Start of PROVIDED MATERIAL
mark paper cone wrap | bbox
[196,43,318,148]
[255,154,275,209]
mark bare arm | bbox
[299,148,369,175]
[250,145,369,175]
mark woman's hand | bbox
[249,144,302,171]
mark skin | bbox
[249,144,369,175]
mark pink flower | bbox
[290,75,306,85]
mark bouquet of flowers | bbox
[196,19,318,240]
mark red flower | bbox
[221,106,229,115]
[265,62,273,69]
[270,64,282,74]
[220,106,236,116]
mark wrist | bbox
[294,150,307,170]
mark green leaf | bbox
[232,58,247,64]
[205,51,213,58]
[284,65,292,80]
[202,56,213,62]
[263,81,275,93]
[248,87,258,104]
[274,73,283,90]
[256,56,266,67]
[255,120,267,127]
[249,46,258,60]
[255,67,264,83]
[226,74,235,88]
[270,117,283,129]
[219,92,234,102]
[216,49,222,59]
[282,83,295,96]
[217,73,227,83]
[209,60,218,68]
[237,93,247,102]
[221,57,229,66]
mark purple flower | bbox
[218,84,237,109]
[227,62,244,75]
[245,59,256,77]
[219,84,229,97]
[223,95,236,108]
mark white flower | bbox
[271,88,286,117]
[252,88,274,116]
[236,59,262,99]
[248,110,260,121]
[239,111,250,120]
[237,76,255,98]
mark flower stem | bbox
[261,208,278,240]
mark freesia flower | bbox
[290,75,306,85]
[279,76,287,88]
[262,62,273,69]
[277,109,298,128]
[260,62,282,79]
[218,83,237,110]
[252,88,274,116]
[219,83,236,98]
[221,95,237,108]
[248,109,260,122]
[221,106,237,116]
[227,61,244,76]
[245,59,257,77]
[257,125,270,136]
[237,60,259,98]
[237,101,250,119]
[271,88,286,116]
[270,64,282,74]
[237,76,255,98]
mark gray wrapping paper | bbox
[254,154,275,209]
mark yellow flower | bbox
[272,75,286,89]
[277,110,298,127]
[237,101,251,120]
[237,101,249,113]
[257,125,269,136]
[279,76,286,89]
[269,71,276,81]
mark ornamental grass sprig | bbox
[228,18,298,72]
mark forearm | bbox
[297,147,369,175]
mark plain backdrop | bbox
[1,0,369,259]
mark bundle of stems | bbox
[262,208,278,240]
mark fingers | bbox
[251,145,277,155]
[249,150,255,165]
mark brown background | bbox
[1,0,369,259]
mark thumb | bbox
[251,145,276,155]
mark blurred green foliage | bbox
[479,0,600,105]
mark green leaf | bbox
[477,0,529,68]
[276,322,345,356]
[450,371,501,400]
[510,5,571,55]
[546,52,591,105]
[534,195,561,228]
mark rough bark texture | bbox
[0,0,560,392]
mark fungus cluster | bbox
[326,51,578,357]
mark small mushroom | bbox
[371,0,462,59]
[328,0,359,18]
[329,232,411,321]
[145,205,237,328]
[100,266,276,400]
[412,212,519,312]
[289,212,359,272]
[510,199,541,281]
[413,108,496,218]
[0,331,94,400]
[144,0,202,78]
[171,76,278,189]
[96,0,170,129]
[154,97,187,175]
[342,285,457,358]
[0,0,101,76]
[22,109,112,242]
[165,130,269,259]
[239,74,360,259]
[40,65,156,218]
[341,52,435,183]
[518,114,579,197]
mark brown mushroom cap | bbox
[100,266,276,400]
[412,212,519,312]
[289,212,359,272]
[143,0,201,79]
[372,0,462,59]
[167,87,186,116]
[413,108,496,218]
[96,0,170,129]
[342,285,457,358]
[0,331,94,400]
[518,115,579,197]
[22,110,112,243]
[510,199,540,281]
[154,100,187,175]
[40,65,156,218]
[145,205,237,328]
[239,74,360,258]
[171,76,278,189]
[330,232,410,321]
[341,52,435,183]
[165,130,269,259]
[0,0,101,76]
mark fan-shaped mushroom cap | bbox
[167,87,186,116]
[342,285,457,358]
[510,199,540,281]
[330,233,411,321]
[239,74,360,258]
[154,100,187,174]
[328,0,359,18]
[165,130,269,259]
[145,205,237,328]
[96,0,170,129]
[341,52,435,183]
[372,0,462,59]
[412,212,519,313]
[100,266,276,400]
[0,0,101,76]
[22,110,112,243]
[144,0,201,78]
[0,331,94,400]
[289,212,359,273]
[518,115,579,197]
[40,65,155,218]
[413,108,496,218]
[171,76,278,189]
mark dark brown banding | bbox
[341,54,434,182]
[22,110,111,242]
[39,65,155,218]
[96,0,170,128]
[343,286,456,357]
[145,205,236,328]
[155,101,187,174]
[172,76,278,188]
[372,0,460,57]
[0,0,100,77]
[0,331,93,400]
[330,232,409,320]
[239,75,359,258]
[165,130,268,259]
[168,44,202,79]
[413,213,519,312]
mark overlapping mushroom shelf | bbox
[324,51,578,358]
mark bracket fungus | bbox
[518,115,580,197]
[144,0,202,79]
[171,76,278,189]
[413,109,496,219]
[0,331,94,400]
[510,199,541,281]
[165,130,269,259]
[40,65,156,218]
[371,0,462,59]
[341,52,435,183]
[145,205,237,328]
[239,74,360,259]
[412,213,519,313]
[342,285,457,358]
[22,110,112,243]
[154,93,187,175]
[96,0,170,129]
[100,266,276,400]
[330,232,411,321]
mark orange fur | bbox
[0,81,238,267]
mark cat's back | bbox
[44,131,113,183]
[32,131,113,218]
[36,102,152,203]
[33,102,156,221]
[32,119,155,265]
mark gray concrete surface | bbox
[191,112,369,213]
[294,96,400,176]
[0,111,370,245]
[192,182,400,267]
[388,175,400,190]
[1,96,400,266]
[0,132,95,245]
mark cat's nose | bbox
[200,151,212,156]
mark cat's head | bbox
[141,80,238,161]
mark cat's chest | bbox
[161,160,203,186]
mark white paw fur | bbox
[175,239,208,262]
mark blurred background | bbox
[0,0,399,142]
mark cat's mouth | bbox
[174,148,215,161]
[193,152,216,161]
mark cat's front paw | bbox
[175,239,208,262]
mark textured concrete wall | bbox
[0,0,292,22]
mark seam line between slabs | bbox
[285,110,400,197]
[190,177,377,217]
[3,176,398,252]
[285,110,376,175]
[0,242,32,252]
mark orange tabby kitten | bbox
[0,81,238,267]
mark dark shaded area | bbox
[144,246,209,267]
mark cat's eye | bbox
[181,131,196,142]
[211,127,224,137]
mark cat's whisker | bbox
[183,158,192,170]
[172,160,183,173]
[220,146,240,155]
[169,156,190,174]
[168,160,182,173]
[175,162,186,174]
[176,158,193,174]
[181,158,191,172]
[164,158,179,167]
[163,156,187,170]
End of PROVIDED MATERIAL
## EXERCISE PROMPT
The full set of records above is to be printed exactly as it appears.

## ANSWER SECTION
mark paper cone wrap | bbox
[196,43,318,148]
[255,154,275,209]
mark bare arm | bbox
[299,148,369,175]
[250,145,369,175]
mark woman's hand | bbox
[249,144,302,171]
mark skin | bbox
[249,144,369,175]
mark pink flower | bbox
[290,75,306,85]
mark bouquet of flowers | bbox
[196,19,318,240]
mark red flower | bbox
[221,106,229,115]
[265,62,273,69]
[270,64,282,74]
[220,106,236,116]
mark wrist | bbox
[294,150,307,170]
mark green leaf | bbox
[232,58,247,64]
[205,51,213,58]
[284,65,292,80]
[202,56,213,62]
[263,81,275,93]
[248,87,258,104]
[274,73,283,90]
[256,56,266,67]
[255,120,267,127]
[249,46,258,60]
[255,67,264,83]
[226,74,235,88]
[270,117,283,129]
[219,92,234,102]
[216,49,222,59]
[282,83,295,96]
[217,73,227,83]
[209,60,218,68]
[237,93,247,102]
[221,57,229,66]
mark purple flower | bbox
[218,84,237,109]
[227,62,244,75]
[245,59,256,77]
[219,84,229,97]
[223,95,236,108]
mark white flower | bbox
[271,88,286,117]
[252,88,274,116]
[236,59,262,99]
[248,110,260,121]
[239,111,250,120]
[237,76,255,98]
mark flower stem | bbox
[261,208,278,240]
mark freesia flower | bbox
[290,75,306,85]
[279,76,287,88]
[262,62,273,69]
[277,109,298,128]
[260,62,282,79]
[218,83,237,110]
[252,88,274,116]
[219,83,236,98]
[221,95,237,108]
[248,109,260,122]
[221,106,237,116]
[227,61,244,76]
[245,59,257,77]
[257,125,270,136]
[237,60,259,98]
[237,101,250,119]
[271,88,286,116]
[270,64,282,74]
[237,76,255,98]
mark gray wrapping paper | bbox
[254,154,275,209]
mark yellow flower | bbox
[272,75,286,89]
[277,110,298,127]
[237,101,251,120]
[237,101,249,113]
[257,125,269,136]
[279,76,286,89]
[269,71,276,81]
mark ornamental grass sprig | bbox
[228,18,298,72]
mark forearm | bbox
[297,147,369,175]
mark plain backdrop | bbox
[1,0,369,259]
mark bundle of stems | bbox
[262,208,278,240]
mark fingers | bbox
[251,145,277,155]
[249,150,255,165]
mark brown background | bbox
[1,0,369,259]
mark thumb | bbox
[251,145,276,155]
mark blurred green foliage | bbox
[479,0,600,105]
mark green leaf | bbox
[477,0,529,68]
[276,322,345,356]
[450,371,501,400]
[510,5,571,55]
[546,52,591,105]
[534,195,561,228]
mark rough bark texture | bbox
[0,0,560,392]
mark fungus cluster | bbox
[326,51,578,357]
mark small mushroom | bbox
[371,0,462,59]
[328,0,359,18]
[329,232,411,321]
[145,205,237,328]
[100,266,276,400]
[412,212,519,312]
[289,212,359,272]
[510,199,541,281]
[413,108,496,218]
[0,331,94,400]
[144,0,202,78]
[171,76,278,189]
[96,0,170,129]
[154,97,187,175]
[342,285,457,358]
[0,0,101,76]
[22,109,112,242]
[165,130,269,259]
[239,74,360,259]
[40,65,156,218]
[341,52,435,183]
[518,114,579,197]
mark brown mushroom cap | bbox
[100,266,276,400]
[412,212,519,312]
[289,212,359,272]
[143,0,201,79]
[372,0,462,59]
[167,87,186,116]
[413,108,496,218]
[96,0,170,129]
[342,285,457,358]
[0,331,94,400]
[518,115,579,197]
[22,110,112,243]
[510,199,540,281]
[154,100,187,175]
[40,65,156,218]
[145,205,237,328]
[239,74,360,258]
[171,76,278,189]
[330,232,410,321]
[341,52,435,183]
[165,130,269,259]
[0,0,101,76]
mark fan-shaped mushroom cap | bbox
[167,87,186,116]
[342,285,457,358]
[510,199,540,281]
[330,233,411,321]
[239,74,360,258]
[154,100,187,174]
[328,0,359,18]
[165,130,269,259]
[145,205,237,328]
[96,0,170,129]
[341,52,435,183]
[372,0,462,59]
[412,212,519,313]
[100,266,276,400]
[0,0,101,76]
[22,110,112,243]
[144,0,201,78]
[0,331,94,400]
[289,212,359,273]
[518,115,579,197]
[40,65,155,218]
[413,108,496,218]
[171,76,278,189]
mark dark brown banding | bbox
[341,54,434,182]
[22,110,111,242]
[39,65,155,218]
[96,0,170,128]
[343,286,456,357]
[145,205,236,328]
[155,101,187,174]
[172,76,278,188]
[372,0,460,57]
[0,0,100,77]
[0,331,93,400]
[330,232,409,320]
[239,75,359,258]
[165,130,268,259]
[168,44,202,79]
[413,213,519,312]
mark overlapping mushroom shelf | bbox
[324,51,578,358]
mark bracket fungus | bbox
[518,115,580,197]
[144,0,202,79]
[171,76,278,189]
[413,109,496,219]
[0,331,94,400]
[510,199,541,281]
[165,130,269,259]
[40,65,156,218]
[371,0,462,59]
[341,52,435,183]
[145,205,237,328]
[239,74,360,259]
[412,213,519,313]
[342,285,457,358]
[22,110,112,243]
[154,93,187,175]
[96,0,170,129]
[100,266,276,400]
[330,232,411,321]
mark orange fur | bbox
[0,81,238,267]
mark cat's back | bbox
[44,131,113,183]
[32,131,113,218]
[36,102,152,203]
[33,102,156,221]
[32,119,155,265]
mark gray concrete surface | bbox
[191,112,369,213]
[294,96,400,176]
[0,111,370,245]
[192,182,400,267]
[388,175,400,190]
[1,96,400,266]
[0,132,95,245]
mark cat's nose | bbox
[200,151,212,156]
mark cat's head | bbox
[141,80,238,161]
mark cat's chest | bbox
[161,160,203,186]
mark white paw fur | bbox
[175,239,208,262]
mark blurred background | bbox
[0,0,399,142]
mark cat's mouth | bbox
[174,148,215,161]
[193,152,216,161]
mark cat's front paw | bbox
[175,239,208,262]
mark textured concrete wall | bbox
[0,0,292,22]
mark seam line between slabs | bbox
[285,110,400,197]
[190,177,377,217]
[3,176,398,252]
[285,110,376,175]
[0,242,32,252]
mark orange tabby kitten | bbox
[0,81,238,267]
mark dark shaded area | bbox
[144,246,209,267]
mark cat's eye | bbox
[181,131,196,142]
[211,127,224,137]
mark cat's whisker | bbox
[183,158,192,170]
[172,160,183,173]
[220,146,240,155]
[169,156,190,174]
[168,160,182,173]
[175,162,186,174]
[176,158,193,174]
[181,158,191,172]
[164,158,179,167]
[163,156,187,170]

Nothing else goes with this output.